━━━━━ Recorded information ━━━━━

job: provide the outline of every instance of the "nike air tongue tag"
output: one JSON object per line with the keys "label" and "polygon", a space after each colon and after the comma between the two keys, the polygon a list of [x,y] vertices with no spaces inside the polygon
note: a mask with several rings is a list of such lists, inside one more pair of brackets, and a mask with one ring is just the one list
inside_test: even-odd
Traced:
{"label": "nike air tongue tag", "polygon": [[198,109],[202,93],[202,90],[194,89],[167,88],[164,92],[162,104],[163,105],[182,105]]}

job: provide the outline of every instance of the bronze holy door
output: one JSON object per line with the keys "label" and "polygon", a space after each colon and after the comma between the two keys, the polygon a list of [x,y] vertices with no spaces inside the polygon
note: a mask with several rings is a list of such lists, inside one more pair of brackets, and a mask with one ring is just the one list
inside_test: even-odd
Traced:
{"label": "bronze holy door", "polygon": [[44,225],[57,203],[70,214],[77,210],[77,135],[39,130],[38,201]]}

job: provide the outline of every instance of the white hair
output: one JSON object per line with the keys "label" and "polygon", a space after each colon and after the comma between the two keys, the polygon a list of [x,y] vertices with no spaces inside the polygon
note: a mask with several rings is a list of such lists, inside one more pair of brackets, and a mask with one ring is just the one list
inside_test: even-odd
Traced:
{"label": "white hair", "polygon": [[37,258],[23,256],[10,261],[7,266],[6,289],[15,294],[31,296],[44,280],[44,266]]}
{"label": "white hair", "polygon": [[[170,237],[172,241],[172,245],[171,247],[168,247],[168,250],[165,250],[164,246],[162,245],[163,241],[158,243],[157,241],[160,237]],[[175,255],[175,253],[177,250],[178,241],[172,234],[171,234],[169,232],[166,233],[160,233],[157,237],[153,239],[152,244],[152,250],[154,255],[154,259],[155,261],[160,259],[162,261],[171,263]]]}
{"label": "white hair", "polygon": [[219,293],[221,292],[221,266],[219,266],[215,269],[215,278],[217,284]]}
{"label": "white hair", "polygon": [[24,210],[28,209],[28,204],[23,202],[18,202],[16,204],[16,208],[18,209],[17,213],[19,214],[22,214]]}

━━━━━

_Task to complete_. Retype exactly, please, each line from the line that contains "job: provide the outline of every instance of the bronze" through the last line of the entries above, with nothing added.

_Expected answer_.
job: provide the outline of every instance of the bronze holy door
output: one JSON object per line with the keys "label" and "polygon", a space after each colon and after the comma between the two keys, the polygon a list of [x,y] vertices with no spaces inside the polygon
note: a mask with several rings is a list of such lists, inside one more pair of brackets, and a mask with one ring is just the one list
inside_test: even-odd
Traced:
{"label": "bronze holy door", "polygon": [[44,225],[57,203],[70,214],[77,210],[77,135],[39,130],[38,201]]}

job: provide the outline of every instance of the white hair
output: one JSON object per line with the keys "label" and "polygon", a space after each colon and after the comma between the two keys, the polygon a list of [x,y] vertices with no spaces inside the polygon
note: a mask with several rings is a list of such lists, inside one more pair of brackets, and a mask with one ring is just the one list
inside_test: even-odd
Traced:
{"label": "white hair", "polygon": [[37,258],[23,256],[10,261],[7,266],[6,289],[15,294],[31,296],[44,280],[44,266]]}
{"label": "white hair", "polygon": [[[170,237],[172,241],[172,245],[171,247],[168,247],[168,250],[165,250],[164,246],[162,245],[163,241],[158,243],[157,241],[160,237]],[[175,255],[175,253],[177,250],[178,241],[172,234],[171,234],[169,232],[166,233],[160,233],[157,237],[153,239],[152,244],[152,250],[154,255],[154,259],[155,261],[160,259],[162,261],[171,263]]]}
{"label": "white hair", "polygon": [[219,293],[221,292],[221,266],[219,266],[215,269],[215,278],[217,284]]}
{"label": "white hair", "polygon": [[24,210],[28,209],[28,204],[23,202],[18,202],[16,204],[16,208],[18,209],[17,213],[19,214],[22,214]]}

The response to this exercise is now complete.